> _Supplied information_:
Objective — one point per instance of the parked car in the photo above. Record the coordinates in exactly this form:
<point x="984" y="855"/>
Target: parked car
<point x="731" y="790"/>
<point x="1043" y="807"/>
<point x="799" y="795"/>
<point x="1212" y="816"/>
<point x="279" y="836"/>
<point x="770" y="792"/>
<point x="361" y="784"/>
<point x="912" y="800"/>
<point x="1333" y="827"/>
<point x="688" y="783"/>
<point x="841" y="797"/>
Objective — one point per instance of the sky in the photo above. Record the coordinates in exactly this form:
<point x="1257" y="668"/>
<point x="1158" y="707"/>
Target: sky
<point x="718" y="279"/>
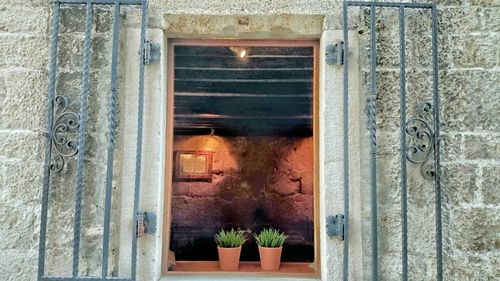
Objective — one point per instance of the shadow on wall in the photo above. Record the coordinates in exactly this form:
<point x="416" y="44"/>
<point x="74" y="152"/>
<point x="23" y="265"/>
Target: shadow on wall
<point x="256" y="182"/>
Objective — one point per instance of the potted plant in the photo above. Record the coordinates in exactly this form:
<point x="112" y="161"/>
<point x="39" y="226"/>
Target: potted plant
<point x="270" y="243"/>
<point x="229" y="247"/>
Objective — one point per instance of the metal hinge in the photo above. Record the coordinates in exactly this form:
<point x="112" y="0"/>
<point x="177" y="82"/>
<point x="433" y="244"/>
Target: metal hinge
<point x="335" y="226"/>
<point x="145" y="223"/>
<point x="335" y="53"/>
<point x="152" y="52"/>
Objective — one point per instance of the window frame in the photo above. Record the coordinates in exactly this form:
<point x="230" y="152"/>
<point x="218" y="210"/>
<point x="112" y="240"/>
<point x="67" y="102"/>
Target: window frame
<point x="170" y="153"/>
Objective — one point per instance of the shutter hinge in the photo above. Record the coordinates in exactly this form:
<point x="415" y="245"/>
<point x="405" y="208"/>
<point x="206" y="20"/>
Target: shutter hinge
<point x="145" y="223"/>
<point x="335" y="54"/>
<point x="152" y="52"/>
<point x="335" y="226"/>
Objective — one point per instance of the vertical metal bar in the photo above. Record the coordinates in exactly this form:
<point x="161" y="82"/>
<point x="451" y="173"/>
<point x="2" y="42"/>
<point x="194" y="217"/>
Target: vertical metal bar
<point x="436" y="101"/>
<point x="111" y="138"/>
<point x="404" y="176"/>
<point x="345" y="269"/>
<point x="140" y="119"/>
<point x="81" y="138"/>
<point x="373" y="141"/>
<point x="48" y="142"/>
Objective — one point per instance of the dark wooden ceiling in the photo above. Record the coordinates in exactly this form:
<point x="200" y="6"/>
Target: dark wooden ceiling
<point x="269" y="92"/>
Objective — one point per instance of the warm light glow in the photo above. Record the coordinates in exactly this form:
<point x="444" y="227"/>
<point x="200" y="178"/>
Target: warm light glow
<point x="241" y="52"/>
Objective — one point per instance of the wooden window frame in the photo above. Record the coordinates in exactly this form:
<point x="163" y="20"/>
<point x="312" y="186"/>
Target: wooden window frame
<point x="312" y="42"/>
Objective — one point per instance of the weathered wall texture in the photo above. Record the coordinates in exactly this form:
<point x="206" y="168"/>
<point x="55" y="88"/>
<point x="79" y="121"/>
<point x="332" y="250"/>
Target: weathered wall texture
<point x="469" y="40"/>
<point x="256" y="182"/>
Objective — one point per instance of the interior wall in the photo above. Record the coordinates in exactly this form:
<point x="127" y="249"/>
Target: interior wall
<point x="256" y="182"/>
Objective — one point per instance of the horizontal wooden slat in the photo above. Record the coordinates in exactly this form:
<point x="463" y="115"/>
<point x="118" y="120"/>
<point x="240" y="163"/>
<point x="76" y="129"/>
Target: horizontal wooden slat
<point x="235" y="62"/>
<point x="244" y="87"/>
<point x="219" y="51"/>
<point x="242" y="73"/>
<point x="243" y="106"/>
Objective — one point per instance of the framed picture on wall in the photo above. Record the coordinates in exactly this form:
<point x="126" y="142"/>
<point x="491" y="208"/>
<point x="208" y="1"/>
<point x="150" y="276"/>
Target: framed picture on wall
<point x="193" y="165"/>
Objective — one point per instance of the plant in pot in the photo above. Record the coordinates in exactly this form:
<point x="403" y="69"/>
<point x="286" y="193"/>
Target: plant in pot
<point x="270" y="243"/>
<point x="229" y="247"/>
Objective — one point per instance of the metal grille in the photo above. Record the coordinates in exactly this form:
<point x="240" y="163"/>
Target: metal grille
<point x="60" y="120"/>
<point x="424" y="127"/>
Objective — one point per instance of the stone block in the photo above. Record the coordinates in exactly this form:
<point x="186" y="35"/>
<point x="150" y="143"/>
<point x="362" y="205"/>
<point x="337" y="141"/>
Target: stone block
<point x="21" y="188"/>
<point x="491" y="18"/>
<point x="475" y="229"/>
<point x="459" y="183"/>
<point x="473" y="51"/>
<point x="22" y="19"/>
<point x="482" y="147"/>
<point x="3" y="93"/>
<point x="465" y="96"/>
<point x="470" y="267"/>
<point x="388" y="38"/>
<point x="18" y="265"/>
<point x="451" y="147"/>
<point x="490" y="185"/>
<point x="25" y="102"/>
<point x="389" y="228"/>
<point x="457" y="20"/>
<point x="72" y="19"/>
<point x="388" y="179"/>
<point x="21" y="145"/>
<point x="485" y="3"/>
<point x="24" y="51"/>
<point x="20" y="226"/>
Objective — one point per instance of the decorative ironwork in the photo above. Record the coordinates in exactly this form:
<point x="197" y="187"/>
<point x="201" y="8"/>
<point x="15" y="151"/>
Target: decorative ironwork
<point x="420" y="144"/>
<point x="63" y="134"/>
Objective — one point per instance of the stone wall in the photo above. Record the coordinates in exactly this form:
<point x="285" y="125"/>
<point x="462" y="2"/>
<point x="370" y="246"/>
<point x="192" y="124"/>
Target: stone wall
<point x="256" y="182"/>
<point x="469" y="36"/>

> _The exercise_:
Copy every item above, swapping "Objective" for "Goal" wherever it occurs and changing nothing else. Leave the pictures out.

> _Solution to the exercise_:
Goal — one point per instance of the parked car in the photo above. Record the coordinates in exactly this form:
<point x="984" y="855"/>
Target: parked car
<point x="731" y="790"/>
<point x="1043" y="807"/>
<point x="799" y="795"/>
<point x="1212" y="816"/>
<point x="279" y="836"/>
<point x="770" y="792"/>
<point x="361" y="784"/>
<point x="912" y="800"/>
<point x="1333" y="827"/>
<point x="688" y="783"/>
<point x="841" y="797"/>
Goal — one point per instance of the sky in the photo above. Record the coordinates in exactly this form:
<point x="1257" y="668"/>
<point x="1158" y="707"/>
Target: sky
<point x="718" y="279"/>
Goal — one point per instance of the shadow on wall in the photo above. Record the coordinates in exactly this form:
<point x="416" y="44"/>
<point x="74" y="152"/>
<point x="23" y="265"/>
Target: shadow on wall
<point x="256" y="182"/>
Goal — one point per instance of the potted plant in the photo above. Record the coordinates in exactly this form:
<point x="112" y="161"/>
<point x="39" y="226"/>
Target: potted plant
<point x="270" y="243"/>
<point x="229" y="247"/>
Goal — one point per instance of the metal hinge in the photo above. Record the coordinates in exactly this form:
<point x="112" y="0"/>
<point x="177" y="82"/>
<point x="433" y="244"/>
Target: metal hinge
<point x="335" y="226"/>
<point x="145" y="223"/>
<point x="335" y="53"/>
<point x="152" y="52"/>
Goal — one point per instance of the window frame in the photo above. Record the coordinates in exactly this form:
<point x="230" y="152"/>
<point x="218" y="210"/>
<point x="112" y="240"/>
<point x="67" y="102"/>
Target: window frame
<point x="170" y="153"/>
Goal — one point per instance of the shutter hinge in the photo above. Record the coordinates in exactly this form:
<point x="415" y="245"/>
<point x="405" y="208"/>
<point x="206" y="20"/>
Target: shutter hinge
<point x="145" y="223"/>
<point x="335" y="54"/>
<point x="152" y="52"/>
<point x="335" y="226"/>
Goal — one point per instance of the vertical metal bar in the photo above. Record the coordinates in exactly this form:
<point x="161" y="82"/>
<point x="451" y="173"/>
<point x="2" y="42"/>
<point x="194" y="217"/>
Target: vertical metal bar
<point x="436" y="101"/>
<point x="111" y="138"/>
<point x="404" y="176"/>
<point x="345" y="269"/>
<point x="140" y="119"/>
<point x="81" y="138"/>
<point x="373" y="141"/>
<point x="48" y="142"/>
Goal — one point per instance of the dark wooden ceiling in the photo above. Record the coordinates in exactly this form:
<point x="200" y="6"/>
Target: dark wooden ceiling
<point x="269" y="92"/>
Goal — one point per instance of the warm light glow in the photo above. Record the coordinates in exactly this form:
<point x="444" y="227"/>
<point x="200" y="178"/>
Target: warm light glow
<point x="241" y="52"/>
Goal — one point per instance of the wooden window frame in the photo above. Record the coordinates in exactly this form:
<point x="163" y="20"/>
<point x="312" y="186"/>
Target: wooden window frame
<point x="312" y="42"/>
Goal — one point per instance of the weathered wall texture in the photo above. Record the coordinates in exactly this form:
<point x="206" y="168"/>
<point x="55" y="88"/>
<point x="79" y="121"/>
<point x="332" y="250"/>
Target: weathered wall texture
<point x="469" y="40"/>
<point x="256" y="182"/>
Goal — one point per instance of the interior wall in the photo above. Record the coordinates in exactly this form:
<point x="127" y="249"/>
Target: interior wall
<point x="256" y="182"/>
Goal — one point per instance of the horizontal wooden slat in the photo above. Record the coordinates in exactly this form:
<point x="463" y="115"/>
<point x="118" y="120"/>
<point x="240" y="163"/>
<point x="76" y="129"/>
Target: horizontal wooden slat
<point x="235" y="62"/>
<point x="244" y="87"/>
<point x="219" y="51"/>
<point x="242" y="73"/>
<point x="243" y="106"/>
Goal — one point per instance of the framed picture on wall in the photo above. Record the coordinates in exactly this form:
<point x="126" y="142"/>
<point x="491" y="208"/>
<point x="208" y="1"/>
<point x="150" y="276"/>
Target: framed picture on wall
<point x="193" y="165"/>
Goal — one point per instance of the plant in pot in the photo above. Record the coordinates in exactly this form:
<point x="403" y="69"/>
<point x="286" y="193"/>
Target: plant in pot
<point x="270" y="243"/>
<point x="229" y="247"/>
Goal — one point per instance of the metal grille in the photo above. Record the coordinates in exactly this form:
<point x="240" y="163"/>
Target: metal grille
<point x="60" y="120"/>
<point x="424" y="127"/>
Goal — one point per instance of the stone block in the photo above. Record the coordinates in exactly this form:
<point x="186" y="35"/>
<point x="150" y="143"/>
<point x="362" y="205"/>
<point x="337" y="141"/>
Target: stone block
<point x="21" y="188"/>
<point x="491" y="18"/>
<point x="475" y="229"/>
<point x="459" y="183"/>
<point x="473" y="51"/>
<point x="22" y="19"/>
<point x="482" y="147"/>
<point x="3" y="93"/>
<point x="465" y="96"/>
<point x="470" y="267"/>
<point x="388" y="38"/>
<point x="18" y="265"/>
<point x="451" y="147"/>
<point x="490" y="185"/>
<point x="25" y="102"/>
<point x="389" y="228"/>
<point x="457" y="20"/>
<point x="72" y="19"/>
<point x="388" y="179"/>
<point x="21" y="145"/>
<point x="485" y="3"/>
<point x="24" y="51"/>
<point x="20" y="226"/>
Goal — one point per instance of the decorative ironwork in the photo above. Record the coordinates in exactly this form:
<point x="197" y="187"/>
<point x="201" y="8"/>
<point x="15" y="151"/>
Target: decorative ironwork
<point x="420" y="144"/>
<point x="63" y="134"/>
Goal — one point per instance of the stone wall in the photo above. Record the coordinates in exactly this form:
<point x="285" y="125"/>
<point x="462" y="2"/>
<point x="370" y="246"/>
<point x="192" y="124"/>
Target: stone wall
<point x="256" y="182"/>
<point x="469" y="36"/>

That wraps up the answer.